**TASK DESCRIPTION**:
For every line in the material, print that line exactly.

*** DATASET CONTENT Section Begins ***

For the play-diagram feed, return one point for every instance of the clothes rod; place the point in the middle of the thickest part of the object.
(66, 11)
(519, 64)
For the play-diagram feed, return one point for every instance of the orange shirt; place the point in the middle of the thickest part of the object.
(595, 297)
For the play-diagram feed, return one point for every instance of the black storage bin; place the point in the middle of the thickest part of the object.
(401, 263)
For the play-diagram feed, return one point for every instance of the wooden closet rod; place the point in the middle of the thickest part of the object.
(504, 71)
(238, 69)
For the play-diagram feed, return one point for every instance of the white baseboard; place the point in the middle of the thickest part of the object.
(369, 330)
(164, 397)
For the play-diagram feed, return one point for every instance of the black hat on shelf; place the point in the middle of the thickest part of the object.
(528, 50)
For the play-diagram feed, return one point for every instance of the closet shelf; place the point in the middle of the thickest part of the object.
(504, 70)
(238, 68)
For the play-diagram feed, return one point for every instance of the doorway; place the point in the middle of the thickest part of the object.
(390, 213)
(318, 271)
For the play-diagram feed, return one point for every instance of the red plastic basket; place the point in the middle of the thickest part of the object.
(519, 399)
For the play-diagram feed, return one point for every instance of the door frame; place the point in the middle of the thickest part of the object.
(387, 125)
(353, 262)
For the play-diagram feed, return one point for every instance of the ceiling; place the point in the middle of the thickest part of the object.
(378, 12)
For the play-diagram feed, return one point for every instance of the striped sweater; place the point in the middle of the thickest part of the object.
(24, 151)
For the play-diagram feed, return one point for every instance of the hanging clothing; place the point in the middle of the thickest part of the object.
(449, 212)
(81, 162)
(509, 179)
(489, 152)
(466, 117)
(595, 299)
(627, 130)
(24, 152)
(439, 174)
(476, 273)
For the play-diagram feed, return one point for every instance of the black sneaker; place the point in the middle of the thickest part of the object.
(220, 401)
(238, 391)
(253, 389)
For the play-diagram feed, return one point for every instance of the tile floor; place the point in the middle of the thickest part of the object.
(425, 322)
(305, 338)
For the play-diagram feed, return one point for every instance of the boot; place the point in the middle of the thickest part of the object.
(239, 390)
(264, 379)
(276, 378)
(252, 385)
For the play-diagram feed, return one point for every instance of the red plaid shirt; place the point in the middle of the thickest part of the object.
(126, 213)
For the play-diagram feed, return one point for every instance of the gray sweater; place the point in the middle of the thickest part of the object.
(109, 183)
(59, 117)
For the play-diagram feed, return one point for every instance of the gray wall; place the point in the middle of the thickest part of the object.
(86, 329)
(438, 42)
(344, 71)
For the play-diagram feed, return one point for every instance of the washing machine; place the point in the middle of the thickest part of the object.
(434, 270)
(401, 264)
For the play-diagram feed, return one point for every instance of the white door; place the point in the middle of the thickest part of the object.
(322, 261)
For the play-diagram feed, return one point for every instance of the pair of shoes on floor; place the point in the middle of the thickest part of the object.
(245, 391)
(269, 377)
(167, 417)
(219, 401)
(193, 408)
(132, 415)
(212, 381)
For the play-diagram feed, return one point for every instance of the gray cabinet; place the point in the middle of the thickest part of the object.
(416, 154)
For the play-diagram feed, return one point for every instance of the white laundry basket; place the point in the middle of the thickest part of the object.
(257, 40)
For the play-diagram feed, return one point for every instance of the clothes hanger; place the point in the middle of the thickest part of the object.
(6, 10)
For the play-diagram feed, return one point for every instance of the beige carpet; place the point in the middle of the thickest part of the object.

*** DATASET CONTENT Section Ends ***

**RESULT**:
For the play-diagram feed, return one point for every instance of the clothes rod; place the point in the middle of the thickest part of the object.
(66, 11)
(519, 64)
For the play-diagram feed, return one point for every instance of the orange shirt; place the point in the middle of the thickest part of the object.
(595, 297)
For the play-diagram feed, return one point for every instance of the black storage bin; place the point in the middle of the thickest part of the object.
(401, 263)
For the play-diagram feed, return one point for every instance of the wooden closet rod; place the point in the middle of the thickest part of the object.
(504, 71)
(238, 69)
For the play-diagram feed, return one point for every instance of the white baseboard; place the point in the middle of the thickest part of the object.
(369, 330)
(164, 397)
For the play-diagram feed, return one point for every instance of the black hat on shelf; place the point in the middle of the thickest part of the object.
(528, 50)
For the play-diagram feed, return one point for every instance of the closet shelf; place the point in the middle of the thickest part of the object.
(504, 70)
(238, 68)
For the play-diagram feed, return one point for every instance of the doorway; place the point in the middle of the thickest part of the object.
(390, 213)
(318, 271)
For the play-diagram feed, return one point for every instance of the red plastic basket; place the point in the middle of the thickest part of the object.
(519, 399)
For the play-diagram feed, return one point for every instance of the door frame; place the point in the middle of the thickest part of the object.
(387, 125)
(353, 262)
For the play-diagram feed, return one point for every instance of the ceiling; place the point in the middle of the thickest part of the object.
(378, 12)
For the play-diagram feed, return one point for every instance of the striped sweater; place the point in the middle of the thickest part of the object.
(24, 151)
For the play-diagram feed, return one point for every instance of the hanging clothing; place the point in the middle of the thickest part of the object.
(449, 212)
(81, 162)
(509, 179)
(489, 152)
(466, 117)
(595, 299)
(627, 130)
(24, 152)
(439, 174)
(476, 273)
For the play-diagram feed, return one point for every instance of the black sneaker; place the point in the middle of the thickest part of the object.
(220, 401)
(238, 391)
(253, 389)
For the play-diagram feed, return one point for every instance of the tile floor; place the point in the middle of the thickest part of the object.
(425, 322)
(305, 338)
For the play-diagram feed, return one point for every instance of the boot; place the point in the middle of the thickest part of the object.
(239, 390)
(264, 379)
(276, 378)
(252, 385)
For the play-diagram feed, return one point for every instance of the red plaid shirt; place the point in the middle of the thickest part of the object.
(126, 213)
For the play-diagram feed, return one point for every instance of the gray sweater; place the point in the middle of the thickest part of the object.
(109, 183)
(59, 117)
For the play-diagram feed, return one point for every instance of the gray wall; place the point in the middle of the thickest part of the object.
(86, 329)
(438, 42)
(344, 71)
For the play-diagram feed, return one point for every instance of the washing machine; place the point in the middle of the thickest part of the object.
(434, 270)
(401, 264)
For the play-diagram feed, return one point for every instance of the white door; place the point in the middle of the thickest part of the object.
(322, 261)
For the play-diagram feed, return one point for every instance of the pair of shoes on floor; place the point in the middle of the thickest part of the object.
(245, 391)
(269, 377)
(167, 417)
(219, 401)
(193, 408)
(132, 415)
(212, 381)
For the play-diagram feed, return one point for every instance of the gray cabinet; place the point in the middle of the thickest part of the object.
(416, 154)
For the play-diagram feed, return one point for every instance of the white laundry basket; place the point in the middle of the thickest part of the object.
(257, 40)
For the play-diagram feed, return one point for every instance of the clothes hanger; place the point in the middle of the thickest part of the object.
(6, 10)
For the play-diagram feed, return one point for every instance of the beige carpet; place the point in the middle of the thickest part of the object.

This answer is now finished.